Directions for this task: Please quote the material exactly, every line of it.

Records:
* * *

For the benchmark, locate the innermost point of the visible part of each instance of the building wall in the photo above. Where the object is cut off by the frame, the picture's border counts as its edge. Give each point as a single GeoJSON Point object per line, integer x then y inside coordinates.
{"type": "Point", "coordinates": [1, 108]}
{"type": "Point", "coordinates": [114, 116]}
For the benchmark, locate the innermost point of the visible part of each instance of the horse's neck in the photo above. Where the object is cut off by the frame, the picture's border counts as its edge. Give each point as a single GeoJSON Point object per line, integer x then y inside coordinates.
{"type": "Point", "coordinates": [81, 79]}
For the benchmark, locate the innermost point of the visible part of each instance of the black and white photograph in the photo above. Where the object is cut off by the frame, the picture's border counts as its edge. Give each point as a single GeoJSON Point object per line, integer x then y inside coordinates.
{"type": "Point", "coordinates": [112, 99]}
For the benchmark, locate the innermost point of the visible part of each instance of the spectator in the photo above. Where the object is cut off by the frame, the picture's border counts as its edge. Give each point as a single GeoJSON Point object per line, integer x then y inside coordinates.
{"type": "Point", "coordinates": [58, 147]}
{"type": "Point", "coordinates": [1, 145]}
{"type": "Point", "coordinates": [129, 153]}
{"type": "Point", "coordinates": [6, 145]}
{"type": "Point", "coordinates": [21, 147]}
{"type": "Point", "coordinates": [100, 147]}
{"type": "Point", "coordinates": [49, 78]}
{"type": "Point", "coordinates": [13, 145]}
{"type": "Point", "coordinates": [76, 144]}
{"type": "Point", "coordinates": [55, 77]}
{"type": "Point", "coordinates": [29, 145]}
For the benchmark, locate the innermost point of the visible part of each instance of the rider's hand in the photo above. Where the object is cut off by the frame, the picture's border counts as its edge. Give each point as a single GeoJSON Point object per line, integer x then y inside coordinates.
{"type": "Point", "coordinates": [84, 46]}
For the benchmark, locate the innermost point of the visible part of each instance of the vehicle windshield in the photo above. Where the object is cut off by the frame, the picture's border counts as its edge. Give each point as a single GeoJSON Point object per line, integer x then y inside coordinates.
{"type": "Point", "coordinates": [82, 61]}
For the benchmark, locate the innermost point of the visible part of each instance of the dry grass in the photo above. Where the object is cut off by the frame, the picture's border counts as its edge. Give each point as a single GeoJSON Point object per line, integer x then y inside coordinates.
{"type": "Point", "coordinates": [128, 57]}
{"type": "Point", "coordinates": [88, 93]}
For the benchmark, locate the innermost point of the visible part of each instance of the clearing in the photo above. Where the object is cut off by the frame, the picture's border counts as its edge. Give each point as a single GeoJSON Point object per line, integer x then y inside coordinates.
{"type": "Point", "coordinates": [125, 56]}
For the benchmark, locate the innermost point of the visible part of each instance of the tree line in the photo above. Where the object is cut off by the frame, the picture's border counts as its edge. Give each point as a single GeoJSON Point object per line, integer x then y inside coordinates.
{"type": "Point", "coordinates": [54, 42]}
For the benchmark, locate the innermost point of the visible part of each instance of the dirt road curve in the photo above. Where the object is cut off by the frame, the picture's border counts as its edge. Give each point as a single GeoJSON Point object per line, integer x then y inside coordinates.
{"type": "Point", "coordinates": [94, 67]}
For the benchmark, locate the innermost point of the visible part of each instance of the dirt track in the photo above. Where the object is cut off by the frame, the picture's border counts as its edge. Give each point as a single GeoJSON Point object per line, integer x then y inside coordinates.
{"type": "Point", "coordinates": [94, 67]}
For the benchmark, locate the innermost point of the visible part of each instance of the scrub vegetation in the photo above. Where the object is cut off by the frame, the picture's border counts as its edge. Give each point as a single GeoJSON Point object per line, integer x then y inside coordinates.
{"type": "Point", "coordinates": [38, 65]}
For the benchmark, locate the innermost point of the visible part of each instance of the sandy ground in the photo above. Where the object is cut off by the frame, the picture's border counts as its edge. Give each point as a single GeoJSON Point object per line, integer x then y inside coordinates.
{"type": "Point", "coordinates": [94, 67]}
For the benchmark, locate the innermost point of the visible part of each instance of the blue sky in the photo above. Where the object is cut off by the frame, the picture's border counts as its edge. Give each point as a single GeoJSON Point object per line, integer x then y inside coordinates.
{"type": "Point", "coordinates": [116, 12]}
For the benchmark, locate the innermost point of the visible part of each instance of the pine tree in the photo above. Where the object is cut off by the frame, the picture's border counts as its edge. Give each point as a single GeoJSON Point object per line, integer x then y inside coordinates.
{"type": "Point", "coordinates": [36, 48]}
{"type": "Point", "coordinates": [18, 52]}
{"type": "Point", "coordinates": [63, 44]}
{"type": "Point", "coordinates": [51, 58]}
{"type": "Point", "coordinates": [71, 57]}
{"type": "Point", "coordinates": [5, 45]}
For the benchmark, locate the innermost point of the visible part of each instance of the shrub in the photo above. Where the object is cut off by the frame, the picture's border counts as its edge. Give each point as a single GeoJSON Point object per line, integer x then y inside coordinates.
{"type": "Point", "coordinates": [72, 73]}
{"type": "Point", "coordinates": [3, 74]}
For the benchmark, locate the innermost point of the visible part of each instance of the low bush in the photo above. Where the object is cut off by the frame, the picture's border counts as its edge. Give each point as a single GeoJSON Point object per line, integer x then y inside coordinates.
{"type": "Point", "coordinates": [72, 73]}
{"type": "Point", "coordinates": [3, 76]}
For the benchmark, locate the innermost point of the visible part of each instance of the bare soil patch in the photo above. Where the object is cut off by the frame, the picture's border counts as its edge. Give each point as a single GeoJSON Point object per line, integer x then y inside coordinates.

* * *

Finished task:
For the benchmark, locate the innermost point of the visible part of each instance of the building wall in the photo above. Where the object is cut off by the frame, the picture's border counts as its edge. Give each point as a single GeoJSON Point object per line, integer x then y inside coordinates.
{"type": "Point", "coordinates": [1, 108]}
{"type": "Point", "coordinates": [114, 116]}
For the benchmark, locate the innermost point of the visible part of each instance of the horse's neck in the photo above. Where the object is cut off by the frame, the picture's border counts as its edge. Give each point as a single GeoJSON Point object per line, integer x then y inside coordinates.
{"type": "Point", "coordinates": [81, 79]}
For the benchmark, locate the innermost point of the visible part of each instance of the black and white photograph in the photo above. Where the object is cut off by the frame, the picture's border counts as its edge. Give each point as a single GeoJSON Point object per line, integer x then y inside coordinates.
{"type": "Point", "coordinates": [112, 99]}
For the benchmark, locate the innermost point of the visible part of each instance of the spectator in the photo above. Where the object is cut off by the frame, the picture's border counts as its edge. Give each point as a single GeoJSON Point object per line, integer x then y inside coordinates.
{"type": "Point", "coordinates": [58, 147]}
{"type": "Point", "coordinates": [1, 145]}
{"type": "Point", "coordinates": [129, 153]}
{"type": "Point", "coordinates": [6, 145]}
{"type": "Point", "coordinates": [21, 147]}
{"type": "Point", "coordinates": [100, 147]}
{"type": "Point", "coordinates": [49, 78]}
{"type": "Point", "coordinates": [13, 145]}
{"type": "Point", "coordinates": [76, 144]}
{"type": "Point", "coordinates": [55, 77]}
{"type": "Point", "coordinates": [29, 145]}
For the benchmark, locate the innermost point of the visible part of each instance of the rider's hand in the photo above. Where the object is cut off by the frame, the picture's border counts as its edge. Give each point as a single GeoJSON Point object per line, integer x then y inside coordinates.
{"type": "Point", "coordinates": [84, 46]}
For the benchmark, locate the innermost point of the visible part of each instance of the vehicle windshield in the photo above. Where the object is cut off by the frame, the picture's border counts as its edge. Give each point as a single GeoJSON Point object per line, integer x then y inside coordinates.
{"type": "Point", "coordinates": [82, 61]}
For the benchmark, locate the innermost point of the visible part of each instance of the dry grass in the photo above. Where the object is cut off by the frame, the picture's border counts as its edge. Give each point as a single GeoJSON Point object per line, integer x then y inside coordinates.
{"type": "Point", "coordinates": [128, 57]}
{"type": "Point", "coordinates": [88, 93]}
For the benchmark, locate the innermost point of the visible part of each instance of the clearing in the photo above. Where the object is cut off by the frame, the picture's border counts as its edge. Give each point as a single GeoJSON Point object per line, integer x then y inside coordinates.
{"type": "Point", "coordinates": [125, 56]}
For the benchmark, locate the innermost point of the visible part of each instance of the tree line in the photo above. Where the object is cut off by the frame, the picture's border counts as its edge. Give each point as a single GeoJSON Point object per line, integer x then y inside coordinates.
{"type": "Point", "coordinates": [54, 42]}
For the benchmark, locate the innermost point of the visible part of each instance of the dirt road curve in the photo above. Where the object is cut off by the frame, the picture's border counts as its edge. Give each point as a single GeoJSON Point object per line, integer x then y inside coordinates.
{"type": "Point", "coordinates": [94, 67]}
For the benchmark, locate the innermost point of the visible part of each instance of the dirt track in the photo above. Where the object is cut off by the frame, the picture's border counts as its edge. Give each point as a single GeoJSON Point object per line, integer x then y inside coordinates.
{"type": "Point", "coordinates": [94, 67]}
For the benchmark, locate the innermost point of the visible part of each instance of the scrub vegetation in the photo above. Where the object is cut off by the frame, the picture's border counts as its edge. Give each point as a single GeoJSON Point object per line, integer x then y inside coordinates.
{"type": "Point", "coordinates": [38, 65]}
For the benchmark, locate the innermost point of the visible part of each instance of the sandy ground in the photo above. Where the object is cut off by the frame, the picture's border counts as its edge. Give each point as a single GeoJSON Point object per line, integer x then y inside coordinates.
{"type": "Point", "coordinates": [94, 67]}
For the benchmark, locate the innermost point of the visible part of each instance of the blue sky in the photo above. Where the object is cut off by the frame, the picture's border counts as its edge. Give each point as a single GeoJSON Point object per line, integer x then y inside coordinates.
{"type": "Point", "coordinates": [116, 12]}
For the benchmark, locate the innermost point of the visible part of each instance of the pine tree in the photo above. Where the object is cut off by the frame, the picture's border counts as its edge. Give each point as a single GeoJSON Point object per line, integer x then y inside coordinates.
{"type": "Point", "coordinates": [36, 48]}
{"type": "Point", "coordinates": [18, 52]}
{"type": "Point", "coordinates": [63, 44]}
{"type": "Point", "coordinates": [51, 58]}
{"type": "Point", "coordinates": [71, 57]}
{"type": "Point", "coordinates": [5, 45]}
For the benchmark, locate the innermost point of the visible part of each instance of the shrub in the photo above. Where the object is cut off by the frame, the picture's border counts as its edge. Give each point as a single GeoJSON Point object per line, integer x then y inside coordinates.
{"type": "Point", "coordinates": [72, 73]}
{"type": "Point", "coordinates": [3, 74]}
For the benchmark, locate the innermost point of the visible part of each instance of the low bush in the photo above. Where the object is cut off by the frame, the picture's border counts as its edge. Give each point as a single GeoJSON Point object per line, integer x then y inside coordinates.
{"type": "Point", "coordinates": [72, 73]}
{"type": "Point", "coordinates": [3, 76]}
For the benchmark, locate the innermost point of the visible part of each instance of the bare soil patch in the photo above. Where the object is cut off by the frame, the picture's border counts as its edge. Give each point as a single GeoJSON Point object per line, integer x then y inside coordinates.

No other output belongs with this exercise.